WHAT TO WORK ON
Word for word, restate every entry that follows.
━━━ DATASET ENTRIES ━━━
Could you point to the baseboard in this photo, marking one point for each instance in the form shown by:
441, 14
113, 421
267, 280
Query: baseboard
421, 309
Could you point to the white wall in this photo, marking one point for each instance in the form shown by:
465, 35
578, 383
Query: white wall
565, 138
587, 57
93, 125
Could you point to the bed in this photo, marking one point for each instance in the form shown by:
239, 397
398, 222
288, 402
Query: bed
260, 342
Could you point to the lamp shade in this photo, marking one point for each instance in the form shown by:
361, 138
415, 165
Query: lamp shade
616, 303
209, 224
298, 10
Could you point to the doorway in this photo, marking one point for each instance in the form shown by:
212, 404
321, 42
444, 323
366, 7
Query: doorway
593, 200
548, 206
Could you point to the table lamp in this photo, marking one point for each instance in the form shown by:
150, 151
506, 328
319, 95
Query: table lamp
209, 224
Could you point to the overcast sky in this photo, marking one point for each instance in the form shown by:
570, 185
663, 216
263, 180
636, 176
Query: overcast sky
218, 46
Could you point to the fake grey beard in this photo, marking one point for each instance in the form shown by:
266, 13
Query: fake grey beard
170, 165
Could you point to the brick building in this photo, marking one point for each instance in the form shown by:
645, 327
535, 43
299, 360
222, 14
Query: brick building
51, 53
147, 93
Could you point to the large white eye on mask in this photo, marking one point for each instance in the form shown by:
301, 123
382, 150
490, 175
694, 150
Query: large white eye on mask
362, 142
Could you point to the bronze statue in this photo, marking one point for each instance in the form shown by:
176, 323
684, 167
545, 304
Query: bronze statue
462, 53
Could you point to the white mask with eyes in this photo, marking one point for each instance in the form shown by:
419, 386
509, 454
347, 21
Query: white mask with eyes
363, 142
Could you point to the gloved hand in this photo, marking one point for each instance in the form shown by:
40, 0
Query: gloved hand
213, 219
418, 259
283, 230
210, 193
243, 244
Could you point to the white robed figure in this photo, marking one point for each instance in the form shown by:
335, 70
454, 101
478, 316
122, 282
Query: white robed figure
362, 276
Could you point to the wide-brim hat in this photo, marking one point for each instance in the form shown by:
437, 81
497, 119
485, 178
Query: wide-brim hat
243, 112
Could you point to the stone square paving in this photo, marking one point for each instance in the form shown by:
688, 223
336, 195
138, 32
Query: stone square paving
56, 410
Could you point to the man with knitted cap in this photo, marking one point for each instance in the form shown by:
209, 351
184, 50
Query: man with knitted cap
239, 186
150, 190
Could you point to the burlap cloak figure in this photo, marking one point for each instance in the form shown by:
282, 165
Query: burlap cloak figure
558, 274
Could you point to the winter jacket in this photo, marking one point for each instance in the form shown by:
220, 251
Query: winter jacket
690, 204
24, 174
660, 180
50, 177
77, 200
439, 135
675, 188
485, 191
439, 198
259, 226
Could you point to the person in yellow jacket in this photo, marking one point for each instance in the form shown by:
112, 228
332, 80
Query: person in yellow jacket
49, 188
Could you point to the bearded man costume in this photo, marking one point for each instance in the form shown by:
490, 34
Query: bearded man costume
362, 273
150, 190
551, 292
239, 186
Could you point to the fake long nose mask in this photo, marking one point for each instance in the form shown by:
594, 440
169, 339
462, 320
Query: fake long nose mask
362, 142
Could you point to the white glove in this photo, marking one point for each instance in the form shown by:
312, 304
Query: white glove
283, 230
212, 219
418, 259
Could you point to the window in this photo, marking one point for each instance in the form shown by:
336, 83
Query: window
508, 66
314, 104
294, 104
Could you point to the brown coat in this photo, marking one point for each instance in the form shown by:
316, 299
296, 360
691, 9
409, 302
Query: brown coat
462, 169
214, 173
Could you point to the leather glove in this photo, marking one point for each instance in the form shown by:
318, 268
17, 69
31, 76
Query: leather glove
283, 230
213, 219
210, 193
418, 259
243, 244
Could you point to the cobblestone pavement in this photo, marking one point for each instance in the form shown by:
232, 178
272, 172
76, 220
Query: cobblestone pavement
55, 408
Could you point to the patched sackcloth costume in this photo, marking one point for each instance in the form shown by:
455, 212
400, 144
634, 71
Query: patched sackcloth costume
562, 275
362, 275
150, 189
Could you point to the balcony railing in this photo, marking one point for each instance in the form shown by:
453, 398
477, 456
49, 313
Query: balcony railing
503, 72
━━━
EXERCISE ANSWER
Could you point to the baseboard in this photo, marking one point for each instance in the form shown by:
441, 14
113, 421
267, 280
Query: baseboard
421, 309
Could you point to the white wall in this photo, marking one point for each instance in the form shown by:
465, 35
578, 383
Query: white wall
565, 138
587, 57
93, 125
Could you point to the bed in this photo, marking one point for each instance in the form shown by:
239, 397
398, 222
288, 402
Query: bed
260, 342
Could you point to the lamp shade in this photo, marking one point for each instance in the form shown by:
361, 138
415, 165
Query: lamp shade
616, 303
209, 224
298, 10
Could you point to the doorway in this photo, marking one point for each instance in the form shown by:
212, 404
321, 42
444, 323
366, 7
Query: doorway
593, 200
548, 206
Could you point to the table lamp in this photo, marking one point for each instance in the form shown by:
150, 151
506, 328
319, 95
Query: table lamp
209, 224
Could you point to the overcast sky in this photo, marking one point for each instance in the form shown by:
570, 185
663, 216
263, 180
636, 176
Query: overcast sky
218, 46
Could you point to the fake grey beard in this photo, marking one point for each instance in the form shown by:
266, 13
Query: fake grey beard
170, 165
Could you point to the brick building in this photo, marking one point for each instance in the form shown by:
645, 327
535, 43
299, 360
222, 14
Query: brick building
51, 53
147, 93
Could you point to the large white eye on mask in this photo, marking one point for each instance in the form shown by:
301, 123
382, 150
490, 175
694, 150
Query: large white eye on mask
362, 142
Could you point to the bronze statue in this photo, marking one point for each instance in the form shown by:
176, 323
684, 167
545, 304
Query: bronze statue
462, 53
Could you point to the white mask with eyes in this photo, marking one point for each instance in the form shown by:
419, 386
509, 454
347, 21
Query: white mask with eyes
363, 142
Could you point to the gloved hand in this photo, marking one point for each instance in the form shown by:
40, 0
Query: gloved hand
213, 219
418, 259
283, 230
210, 193
243, 244
Could you point to the white robed figure in this photo, marking one point for each instance in the form shown by:
335, 70
454, 101
478, 316
122, 282
Query: white robed figure
362, 276
Could you point to the wide-brim hat in this photo, marking one point for each instance in the form shown by:
437, 81
497, 119
485, 178
Query: wide-brim hat
243, 112
Could you point to the stone square paving in this photo, marking one point for each instance in the form shown by:
688, 223
336, 195
138, 32
Query: stone square paving
56, 410
Could you point to the man with knitted cap in this photo, marking one point for each instance in the form shown by:
209, 351
184, 50
Query: man with knitted cap
239, 186
150, 190
Could you point to the burlap cloak figure in this photo, marking one point for each instance in the form shown by:
282, 165
Query: burlap cloak figure
558, 274
Could you point to the winter jacket in this photo, marking one point for each instance in the form shown by:
220, 251
Query: winter jacket
690, 204
24, 174
660, 180
50, 177
77, 200
439, 135
675, 188
485, 191
439, 198
259, 226
Could you point to the person in yellow jacket in this photo, marking one point for each instance in the form shown by:
112, 228
332, 80
Query: person in yellow jacket
49, 188
Could you point to the bearded man costume in this photo, marking one point for each instance in the form shown by:
490, 34
Query: bearded man costume
362, 273
150, 190
551, 292
239, 186
Could you point to the fake long nose mask in this photo, marking one point for each instance in the form shown by:
594, 440
169, 339
462, 320
Query: fake long nose mask
362, 142
Could you point to the white glove in this photo, marking one point for each instance in the form shown by:
312, 304
Query: white glove
283, 230
212, 219
418, 259
Could you point to the window in this photo, marking one point for each instance in the form shown by:
336, 83
Query: window
508, 66
314, 104
294, 104
Could you point to the brown coat in this photo, marking one point for each instance in the form shown by:
316, 299
296, 360
691, 9
409, 302
Query: brown coat
462, 169
214, 173
Could you point to the leather glove in this photo, marking one point for each instance in the form shown by:
318, 268
17, 69
31, 76
Query: leather glove
283, 230
213, 219
210, 193
418, 259
243, 244
Could you point to the cobblestone pavement in this photo, marking one point for each instance in the form shown by:
232, 178
272, 172
76, 220
Query: cobblestone pavement
55, 408
Could you point to the patched sackcloth costume in this photo, marking one point for each instance in the form shown by:
455, 212
400, 144
634, 71
Query: patched sackcloth costume
562, 275
362, 275
150, 189
Could you point to the balcony railing in this photo, marking one point for each instance in the form shown by:
453, 398
477, 456
49, 313
Query: balcony railing
503, 72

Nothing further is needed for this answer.